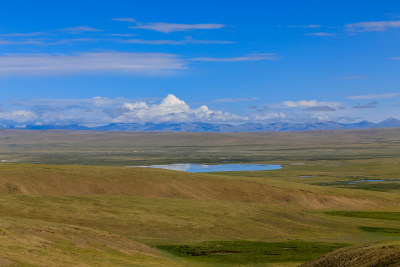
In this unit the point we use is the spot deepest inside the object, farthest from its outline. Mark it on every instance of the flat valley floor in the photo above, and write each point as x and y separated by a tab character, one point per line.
68	199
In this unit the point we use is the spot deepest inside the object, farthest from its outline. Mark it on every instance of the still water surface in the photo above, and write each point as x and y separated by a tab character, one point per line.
216	168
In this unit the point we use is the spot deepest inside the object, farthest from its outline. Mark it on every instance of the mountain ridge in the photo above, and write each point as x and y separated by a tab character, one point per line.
218	127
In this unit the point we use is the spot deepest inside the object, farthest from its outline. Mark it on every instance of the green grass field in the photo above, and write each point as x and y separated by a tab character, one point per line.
67	199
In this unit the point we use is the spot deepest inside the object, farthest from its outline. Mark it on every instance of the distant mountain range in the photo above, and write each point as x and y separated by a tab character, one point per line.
217	127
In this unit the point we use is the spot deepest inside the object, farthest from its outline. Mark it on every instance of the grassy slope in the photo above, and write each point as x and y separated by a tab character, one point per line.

(Direction) Transcribe the material exactly, and leave out whatever pictures it holds.

(Solution to the exercise)
In this unit the point we use is the spot deepest inside the object, farthest from its outline. Mark it on every instance of the flat valley floor in the photo above, and write each point as x and y separated by a tab character, one point per line.
68	199
In this unit the point we use is the spot deepest inside the object, farthest from its outline. Mark it on every instance of the still water surface in the photo above, and write each point as x and y separated by a tab character, one point per line.
216	168
In this unit the point we use is the spot deepest inside the object, farthest from its outline. Mark it on every instance of the mountain ridge in the photo above, and write each point as x and y separated by a tab character, one point per line.
218	127
In this unit the point we use is the spot deepest inside the object, farthest from its outline. Mark it on every instance of the green grass field in the photo above, and write each point as x and y separated by a tab character, one point per line.
67	199
In this unit the point we use is the spot deepest inside the object, farthest from its outline. Mark it on every instance of the distant mountain range in the photo above, and write each point as x and y separated by a tab character, one point per line.
217	127
In this unit the point we use is the spot deepest inside the object, farthest from its outline. Mark it on every instance of the grassy slope in the photo above, and write each point as x and y separated by a tab character, one point per line.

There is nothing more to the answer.